### Selected passage ###

In his opening statement to the IAEA’s Board of Governors, Director General Rafael Mariano Grossi said, “We took a step in the right direction” with regards to the situation around Zaporizhzhya Nuclear Power Plant (ZNPP) in Ukraine. Last week, the Director General briefed the United Nations Security Council and received support for the five basic principles he established to prevent a nuclear accident at ZNPP, which includes that there should be no attack of any kind from or against the plant.

The five basic principles aim to prevent and avoid a nuclear accident with serious radiological consequences, he told the 35-member Board. “We hope to continue our work towards the full stabilization of the situation there.” Mr Grossi’s full statement is available here.

“Diplomatic and technical engagement will continue with all sides, and we hope to count on your full support in doing that,” he said.

### Dataset records ###

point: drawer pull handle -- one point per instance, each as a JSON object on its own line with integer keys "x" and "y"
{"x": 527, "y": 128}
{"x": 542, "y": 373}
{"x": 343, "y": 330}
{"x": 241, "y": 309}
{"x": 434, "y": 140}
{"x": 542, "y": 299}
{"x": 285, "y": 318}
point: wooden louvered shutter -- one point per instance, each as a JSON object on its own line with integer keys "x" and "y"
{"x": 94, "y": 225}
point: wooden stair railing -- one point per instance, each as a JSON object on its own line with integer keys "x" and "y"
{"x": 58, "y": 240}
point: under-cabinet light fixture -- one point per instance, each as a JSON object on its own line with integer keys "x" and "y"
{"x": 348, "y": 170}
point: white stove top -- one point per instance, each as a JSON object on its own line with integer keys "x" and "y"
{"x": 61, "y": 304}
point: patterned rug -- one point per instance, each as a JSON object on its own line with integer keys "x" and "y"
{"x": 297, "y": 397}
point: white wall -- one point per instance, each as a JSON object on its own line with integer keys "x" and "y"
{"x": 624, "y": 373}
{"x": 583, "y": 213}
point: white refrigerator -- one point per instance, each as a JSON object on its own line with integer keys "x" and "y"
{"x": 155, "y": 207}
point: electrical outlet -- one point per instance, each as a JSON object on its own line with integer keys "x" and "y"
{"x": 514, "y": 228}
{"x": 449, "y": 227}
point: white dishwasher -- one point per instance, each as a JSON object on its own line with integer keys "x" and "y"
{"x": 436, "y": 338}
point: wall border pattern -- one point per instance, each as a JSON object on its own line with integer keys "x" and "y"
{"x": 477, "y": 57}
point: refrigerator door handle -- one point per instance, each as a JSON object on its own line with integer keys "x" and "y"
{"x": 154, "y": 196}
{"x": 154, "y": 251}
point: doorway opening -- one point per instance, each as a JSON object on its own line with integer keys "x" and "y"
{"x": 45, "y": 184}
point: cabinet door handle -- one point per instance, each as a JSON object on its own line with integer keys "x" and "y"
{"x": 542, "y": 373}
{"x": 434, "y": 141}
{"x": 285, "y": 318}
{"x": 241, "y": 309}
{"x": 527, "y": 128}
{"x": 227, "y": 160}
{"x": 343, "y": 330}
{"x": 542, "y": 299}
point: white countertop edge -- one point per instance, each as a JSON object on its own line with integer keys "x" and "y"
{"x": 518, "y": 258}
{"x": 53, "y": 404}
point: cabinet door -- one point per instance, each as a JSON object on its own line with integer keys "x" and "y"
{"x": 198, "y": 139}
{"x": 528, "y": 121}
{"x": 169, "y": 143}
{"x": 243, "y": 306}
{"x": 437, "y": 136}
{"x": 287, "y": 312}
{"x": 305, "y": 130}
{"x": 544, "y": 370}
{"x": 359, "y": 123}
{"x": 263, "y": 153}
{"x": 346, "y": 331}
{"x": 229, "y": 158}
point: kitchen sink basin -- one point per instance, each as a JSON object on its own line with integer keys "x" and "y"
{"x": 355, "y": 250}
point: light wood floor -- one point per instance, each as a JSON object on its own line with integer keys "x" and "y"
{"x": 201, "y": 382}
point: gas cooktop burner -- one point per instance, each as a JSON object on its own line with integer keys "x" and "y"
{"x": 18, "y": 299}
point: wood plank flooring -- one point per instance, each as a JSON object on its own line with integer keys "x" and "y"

###

List of tasks:
**1.** According to the passage on the Zaporizhzhya Nuclear Power Plant, how many members sit on the IAEA Board of Governors?
**2.** Write the next part of the passage on the Zaporizhzhya Nuclear Power Plant, picking up after its final sentence.

Response list:
**1.** 35

**2.**
The IAEA has been monitoring the situation and assisting Ukraine since the conflict began in February 2022. There have been 12 expert missions to Ukraine, of which Mr Grossi led seven of them, including two to ZNPP. In addition to ZNPP, IAEA experts maintain an ongoing presence at Ukraine’s other nuclear power plants – Khmelnitsky, Rivne and South Ukraine – and the Chornobyl site.

Verification and monitoring in Iran

The Director General presented his latest report on verification and monitoring in the Islamic Republic of Iran. Iran has not implemented its nuclear-related commitments under the Joint Comprehensive Plan of Action (JCPOA), since February 2021. The report indicates that Iran’s stockpile of enriched uranium has risen by over a quarter in three months, Mr Grossi stated.

He reminded the Board that earlier this year in March, the IAEA and Iran agreed to proceed with further appropriate monitoring and verification measures. “Some progress has been made but not at the level, pace and sustained rhythm that I would expect,” Mr Grossi said. “The inventory of enriched uranium is growing at a very fast pace, and the activities are also growing. So, the presence of the IAEA should be commensurate with that.”

Naval nuclear propulsion

Mr Grossi also discussed technical consultations in the context of naval nuclear propulsion and presented two reports – one on Brazil and one on Australia.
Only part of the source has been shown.